EXERCISE GOAL —
Count the lines in the following data that contain the word "above", with case counting, and reply with only that number.

EXERCISE MATERIAL —
--- Begin ---

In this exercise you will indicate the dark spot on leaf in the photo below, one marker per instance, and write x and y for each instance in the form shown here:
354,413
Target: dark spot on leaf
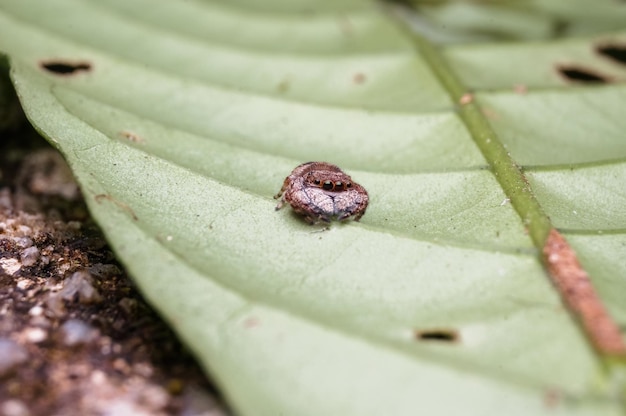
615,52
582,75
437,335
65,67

--- End ---
--- Begin ---

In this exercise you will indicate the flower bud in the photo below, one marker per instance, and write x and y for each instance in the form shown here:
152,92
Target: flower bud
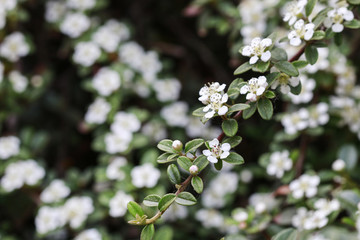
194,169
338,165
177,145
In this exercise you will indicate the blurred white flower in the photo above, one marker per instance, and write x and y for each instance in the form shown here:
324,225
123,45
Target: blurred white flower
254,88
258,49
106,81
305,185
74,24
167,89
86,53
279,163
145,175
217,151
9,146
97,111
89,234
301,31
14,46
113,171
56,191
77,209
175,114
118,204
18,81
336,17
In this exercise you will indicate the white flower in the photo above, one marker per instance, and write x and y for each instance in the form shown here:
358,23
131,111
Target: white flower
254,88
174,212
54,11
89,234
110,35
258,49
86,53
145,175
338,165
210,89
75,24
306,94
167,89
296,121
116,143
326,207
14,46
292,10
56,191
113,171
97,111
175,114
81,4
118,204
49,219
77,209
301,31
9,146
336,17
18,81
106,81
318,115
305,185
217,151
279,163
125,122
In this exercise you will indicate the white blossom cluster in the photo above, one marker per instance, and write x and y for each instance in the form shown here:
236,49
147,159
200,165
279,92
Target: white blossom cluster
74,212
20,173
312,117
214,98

--- End ---

EXERCISE ANSWER —
3